Start of Rows

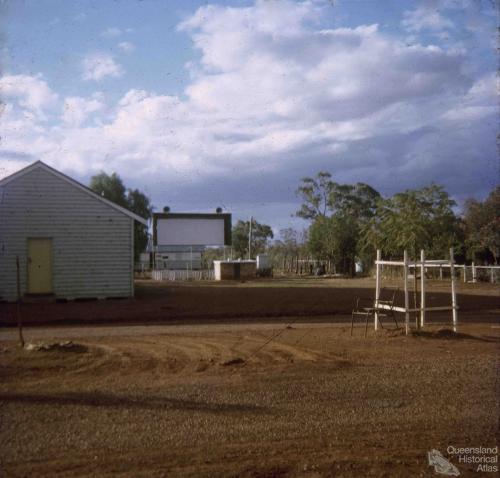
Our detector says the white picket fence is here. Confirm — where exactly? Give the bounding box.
[151,269,215,281]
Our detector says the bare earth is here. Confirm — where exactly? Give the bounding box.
[0,282,500,477]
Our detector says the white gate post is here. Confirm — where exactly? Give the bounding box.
[403,250,410,335]
[420,249,425,329]
[450,247,457,332]
[374,249,382,330]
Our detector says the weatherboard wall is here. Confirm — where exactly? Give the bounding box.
[0,168,134,301]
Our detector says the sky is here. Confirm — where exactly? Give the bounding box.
[0,0,500,234]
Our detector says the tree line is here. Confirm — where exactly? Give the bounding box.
[90,171,500,275]
[233,171,500,275]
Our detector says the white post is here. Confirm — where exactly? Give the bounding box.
[403,250,410,335]
[450,247,457,332]
[374,249,382,330]
[420,249,425,329]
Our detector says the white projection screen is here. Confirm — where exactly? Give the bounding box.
[156,217,225,246]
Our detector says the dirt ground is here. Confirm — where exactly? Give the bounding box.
[0,278,500,327]
[0,281,500,478]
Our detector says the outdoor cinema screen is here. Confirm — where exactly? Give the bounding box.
[156,215,231,246]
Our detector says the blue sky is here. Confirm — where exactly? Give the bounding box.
[0,0,499,235]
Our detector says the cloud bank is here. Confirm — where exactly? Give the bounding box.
[0,1,496,228]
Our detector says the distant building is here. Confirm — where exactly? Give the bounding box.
[153,212,231,270]
[0,161,147,301]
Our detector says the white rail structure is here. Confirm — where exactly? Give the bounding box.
[374,249,458,335]
[151,269,215,281]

End of Rows

* _What you should do_
Lay out every line of the records above as a Markdown table with two columns, Row and Line. Number the rows, skip blank lines, and leave the pictures out.

* _Complete response_
| Row | Line |
|---|---|
| 1 | Our detector says the white picket fence is here. Confirm — where exactly? Give the bounding box. |
| 2 | [151,269,215,281] |
| 3 | Our detector says the bare earth is here. Confirm — where exactly? Give the bounding box. |
| 4 | [0,282,500,477] |
| 5 | Our detector says the white gate post is here. Confirm — where exactly? Give the bounding box. |
| 6 | [403,250,410,335] |
| 7 | [420,249,425,329] |
| 8 | [450,247,457,332] |
| 9 | [374,249,382,330] |
| 10 | Our detector says the weatherboard wall is here. Confirm — where exactly? Give the bounding box. |
| 11 | [0,168,134,301] |
| 12 | Our detector says the sky is here. Confirm — where exactly? Give the bounding box. |
| 13 | [0,0,500,234] |
| 14 | Our detector says the tree line is here. Confirm — where exactly? Give the bounding box. |
| 15 | [90,171,500,275] |
| 16 | [233,171,500,275] |
| 17 | Our detector says the white post is here. Confirm — where exactly? Give the bounding box. |
| 18 | [403,250,410,335] |
| 19 | [450,247,457,332] |
| 20 | [374,249,382,330] |
| 21 | [420,249,425,329] |
| 22 | Our detector says the white projection screen is here. Confirm — where exactly? Give the bounding box. |
| 23 | [156,217,225,246] |
| 24 | Our detector says the dirt ground is here. Confirm — where exactly? Give the bounding box. |
| 25 | [0,278,500,327] |
| 26 | [0,281,500,478] |
| 27 | Our detector says the outdoor cinema screen is here. Confirm — where exactly? Give the bounding box. |
| 28 | [156,215,231,246] |
| 29 | Our detector says the blue sky is here. Confirm — where exactly? Give the bounding box. |
| 30 | [0,0,499,235] |
| 31 | Our detector says the cloud bank is here. Confirm — where exactly? Give the bounding box. |
| 32 | [0,1,496,228] |
| 33 | Our detector says the distant building is here. Confirm — where exactly? Give the bounding box. |
| 34 | [153,212,231,270] |
| 35 | [0,161,147,301] |
| 36 | Our detector says the white rail structure is here. Confirm — where exactly? Give the bounding box. |
| 37 | [374,249,458,335] |
| 38 | [151,269,215,281] |